> Selected excerpt
At APOS 2026 in Bali, JioStar executives outlined how JioHotstar is positioning itself for that shift—through AI-led discovery, deeper engagement across screens and experiments that blur the line between entertainment and commerce.
Speaking at the session India Streaming: The Product View, Bharath Ram, chief product officer, JioStar, and Vijay Seshadri, chief architect, JioStar, described how the platform is evolving to serve one of the world’s largest streaming audiences by focusing less on expanding content libraries and more on improving how users discover, interact with and pay for experiences.
The conversation comes at a time when streaming platforms globally are under pressure to improve retention, increase monetisation and move consumers up the value chain.
For JioHotstar, that starts with consumer behaviour.
Ram said India’s streaming market can no longer be viewed as a single audience. Consumers now move across mobile, Connected TVs and premium viewing tiers, forcing platforms to think about acquisition and retention differently.
“A lot of product vision starts backwards from the consumer experience,” Ram said, adding that the goal is to remove friction between consumers and the content they want to watch.
That philosophy is increasingly shaping JioHotstar’s Connected TV strategy. With nearly 100 million Connected TVs already in the Indian market, the platform sees the next opportunity not merely in installation growth but in increasing viewing frequency and engagement.
Ram pointed to IPL 2026 as an example, saying the tournament helped drive upgrades from mobile-only consumers to Connected TV experiences and higher-value subscription plans.
But the company’s bigger bet appears to be artificial intelligence.
Seshadri argued that while content supply has exploded over the last decade, discovery mechanisms have remained largely unchanged.
“The next major shift is conversational discovery,” he said, referring to interfaces that allow users to discover content through natural interactions instead of keyword searches.
JioHotstar’s conversational discovery product—developed with OpenAI—is already seeing strong traction, with more than 60% of users choosing voice over text when both options are available. The experience combines conversational prompts with visual recommendations, enabling consumers to move from broad intent to personalised content choices.
AI is also being used beyond discovery.
JioHotstar showcased JAMS, its video intelligence layer designed to make content machine-readable and create contextual experiences inside viewing environments. The technology analyses scenes, objects and context to unlock more intelligent search and potentially new forms of commerce.
According to Ram, that could fundamentally reshape how consumers interact with products while watching content.
“The boundaries between content and commerce are becoming more fluid,” he said, adding that contextual interactions could eventually replace interruption-led advertising.
Interactive formats are already being tested through products such as Jeeto Dhan Dhana Dhan and commerce integrations around live content.
For Seshadri, that evolution extends beyond media.
“The next sector to be disrupted is product commerce,” he said. “If platforms can enable seamless purchases while people are watching, it could become transformational.”
If the first phase of streaming was about getting audiences online, JioHotstar’s next chapter appears focused on keeping them engaged—and eventually turning engagement into transactions.

> Data supplied
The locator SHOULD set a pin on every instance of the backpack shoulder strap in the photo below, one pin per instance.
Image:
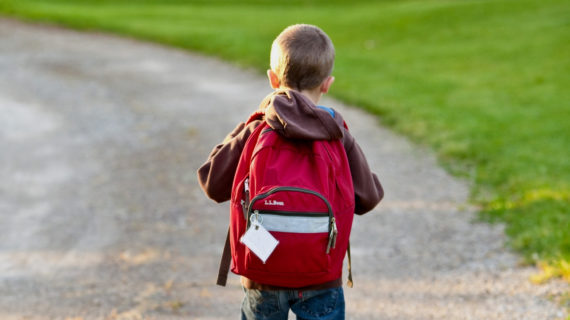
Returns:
(225, 261)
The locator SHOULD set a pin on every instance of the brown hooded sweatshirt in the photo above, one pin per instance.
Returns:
(294, 116)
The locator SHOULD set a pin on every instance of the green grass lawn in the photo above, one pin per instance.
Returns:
(484, 83)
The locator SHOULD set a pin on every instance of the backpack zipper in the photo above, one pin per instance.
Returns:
(333, 231)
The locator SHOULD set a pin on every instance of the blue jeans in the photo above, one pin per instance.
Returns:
(325, 304)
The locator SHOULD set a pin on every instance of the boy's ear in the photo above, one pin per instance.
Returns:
(326, 85)
(273, 79)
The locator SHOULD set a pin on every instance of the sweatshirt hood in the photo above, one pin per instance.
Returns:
(295, 116)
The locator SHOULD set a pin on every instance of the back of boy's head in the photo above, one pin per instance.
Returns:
(302, 56)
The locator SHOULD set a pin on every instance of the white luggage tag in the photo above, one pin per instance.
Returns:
(258, 239)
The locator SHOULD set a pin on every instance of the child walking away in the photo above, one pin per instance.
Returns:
(295, 177)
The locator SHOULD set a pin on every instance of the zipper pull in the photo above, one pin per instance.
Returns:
(332, 236)
(335, 232)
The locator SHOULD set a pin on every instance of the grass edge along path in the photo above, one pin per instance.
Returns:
(483, 83)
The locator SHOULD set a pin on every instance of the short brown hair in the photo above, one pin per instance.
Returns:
(302, 56)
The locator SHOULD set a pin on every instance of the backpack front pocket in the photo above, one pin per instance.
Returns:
(302, 222)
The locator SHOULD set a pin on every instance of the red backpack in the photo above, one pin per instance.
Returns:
(301, 191)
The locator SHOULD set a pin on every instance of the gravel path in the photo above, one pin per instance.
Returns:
(101, 216)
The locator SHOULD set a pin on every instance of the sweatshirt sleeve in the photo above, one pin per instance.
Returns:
(216, 175)
(367, 188)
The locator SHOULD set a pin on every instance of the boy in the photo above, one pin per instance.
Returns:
(302, 58)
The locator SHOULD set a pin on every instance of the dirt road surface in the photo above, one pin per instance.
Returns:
(101, 216)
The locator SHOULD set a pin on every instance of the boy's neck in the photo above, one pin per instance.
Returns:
(313, 95)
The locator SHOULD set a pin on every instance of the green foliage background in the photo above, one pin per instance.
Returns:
(484, 83)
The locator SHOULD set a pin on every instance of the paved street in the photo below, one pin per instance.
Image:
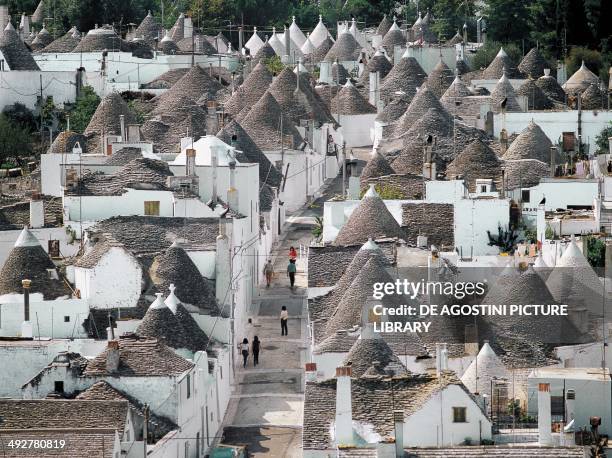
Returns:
(266, 409)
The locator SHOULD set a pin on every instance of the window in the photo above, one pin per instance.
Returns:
(151, 207)
(459, 415)
(525, 195)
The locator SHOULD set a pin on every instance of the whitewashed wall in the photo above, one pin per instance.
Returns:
(428, 429)
(116, 281)
(24, 87)
(47, 317)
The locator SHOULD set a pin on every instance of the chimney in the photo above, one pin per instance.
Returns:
(287, 42)
(441, 358)
(122, 122)
(544, 415)
(26, 326)
(112, 356)
(222, 266)
(37, 212)
(232, 192)
(311, 372)
(190, 162)
(213, 161)
(398, 421)
(344, 409)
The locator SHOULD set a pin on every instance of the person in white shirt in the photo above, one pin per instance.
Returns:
(245, 350)
(284, 319)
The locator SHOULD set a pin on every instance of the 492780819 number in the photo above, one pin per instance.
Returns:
(36, 443)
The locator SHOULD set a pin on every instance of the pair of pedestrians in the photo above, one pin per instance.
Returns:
(244, 347)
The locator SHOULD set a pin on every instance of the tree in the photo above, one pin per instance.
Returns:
(14, 140)
(85, 107)
(601, 141)
(507, 20)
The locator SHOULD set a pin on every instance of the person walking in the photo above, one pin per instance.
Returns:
(245, 351)
(291, 270)
(284, 319)
(256, 350)
(268, 272)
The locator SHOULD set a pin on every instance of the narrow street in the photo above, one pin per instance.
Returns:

> Problem statement
Answer these from the JioHotstar article:
(a) About how many Connected TVs are already in the Indian market?
(b) When both voice and text are offered in the conversational discovery product, what share of users pick voice?
(c) Which sector does Seshadri name as the next one to be disrupted?

> Answer box
(a) Nearly 100 million.
(b) More than 60%.
(c) Product commerce.